Texte cité →
########

Gudrún est une femme trahie par ses proches, pourtant malgré sa douleur, elle n'hésite pas à se sacrifier pour le bien du clan. Mais, cela ne l'empêche pas par la suite de se battre aux côtés de ses frères, laissant de côté sa rancune pour l'amour fraternel, allant jusqu'à venger leur mort dans un acte suicidaire qu'elle commet de sang-froid, et qui est la véritable apogée de ce second texte. Une vraie héroïne tragique, qui n'a rien à envier à Phèdre ou Médée. Je me suis également attaché aux deux frères, qui bien qu'ayant ourdi le meurtre du mari de leur soeur, ont finalement été autant trompés qu'elle l'a été et tentent de se racheter auprès d'elle, malgré sa répugnance à les voir au début. C'est je crois cet amour fraternel entre les trois protagonistes, malgré leurs malentendus et leur destin tragique, qui m'a le plus touché, et le plus intéressé finalement dans ces deux lais.

########

Ce que vous ferez →
a. Recopiez le passage du texte sur Gudrún compris entre "Gudrún est une" et "ces deux lais.", bornes incluses.
b. Traduisez en anglais la phrase suivante du texte sur Gudrún : « Gudrún est une femme trahie par ses proches, pourtant malgré sa douleur, elle n'hésite pas à se sacrifier pour le bien du clan. »
c. Répondez brièvement à ces questions d'après le texte sur Gudrún :
(i) Par qui Gudrún est-elle trahie ?
(ii) De quel meurtre les deux frères sont-ils les instigateurs ?
(iii) À quelles héroïnes Gudrún est-elle comparée ?

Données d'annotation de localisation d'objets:
########

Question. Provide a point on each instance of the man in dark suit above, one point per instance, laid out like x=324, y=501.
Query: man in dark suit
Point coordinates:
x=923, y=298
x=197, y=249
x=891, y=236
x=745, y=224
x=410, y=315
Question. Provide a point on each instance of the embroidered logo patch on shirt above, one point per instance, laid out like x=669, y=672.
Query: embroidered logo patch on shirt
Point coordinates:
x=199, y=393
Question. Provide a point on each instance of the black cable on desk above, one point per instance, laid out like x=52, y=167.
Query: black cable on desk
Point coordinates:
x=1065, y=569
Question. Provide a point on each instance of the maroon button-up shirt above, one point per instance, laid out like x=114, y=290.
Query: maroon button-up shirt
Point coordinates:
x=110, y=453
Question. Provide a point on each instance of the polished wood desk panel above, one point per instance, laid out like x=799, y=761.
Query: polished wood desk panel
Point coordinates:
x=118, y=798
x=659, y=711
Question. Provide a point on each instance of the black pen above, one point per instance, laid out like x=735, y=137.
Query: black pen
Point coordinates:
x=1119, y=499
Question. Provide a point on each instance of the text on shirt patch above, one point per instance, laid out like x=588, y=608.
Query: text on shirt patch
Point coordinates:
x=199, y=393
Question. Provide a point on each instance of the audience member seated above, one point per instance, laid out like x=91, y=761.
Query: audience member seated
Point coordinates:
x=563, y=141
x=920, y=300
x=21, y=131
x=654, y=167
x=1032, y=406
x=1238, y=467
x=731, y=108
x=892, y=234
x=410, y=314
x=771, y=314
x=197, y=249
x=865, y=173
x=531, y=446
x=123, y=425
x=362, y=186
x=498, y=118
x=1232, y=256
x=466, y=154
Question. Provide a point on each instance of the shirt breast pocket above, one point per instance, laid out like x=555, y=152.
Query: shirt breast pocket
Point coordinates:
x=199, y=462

########

Réponses attendues →
a.
Gudrún est une femme trahie par ses proches, pourtant malgré sa douleur, elle n'hésite pas à se sacrifier pour le bien du clan. Mais, cela ne l'empêche pas par la suite de se battre aux côtés de ses frères, laissant de côté sa rancune pour l'amour fraternel, allant jusqu'à venger leur mort dans un acte suicidaire qu'elle commet de sang-froid, et qui est la véritable apogée de ce second texte. Une vraie héroïne tragique, qui n'a rien à envier à Phèdre ou Médée. Je me suis également attaché aux deux frères, qui bien qu'ayant ourdi le meurtre du mari de leur soeur, ont finalement été autant trompés qu'elle l'a été et tentent de se racheter auprès d'elle, malgré sa répugnance à les voir au début. C'est je crois cet amour fraternel entre les trois protagonistes, malgré leurs malentendus et leur destin tragique, qui m'a le plus touché, et le plus intéressé finalement dans ces deux lais.

b. Gudrún is a woman betrayed by those close to her, yet despite her pain, she does not hesitate to sacrifice herself for the good of the clan.

c.
(i) Par ses proches.
(ii) Du meurtre du mari de leur sœur.
(iii) À Phèdre et à Médée.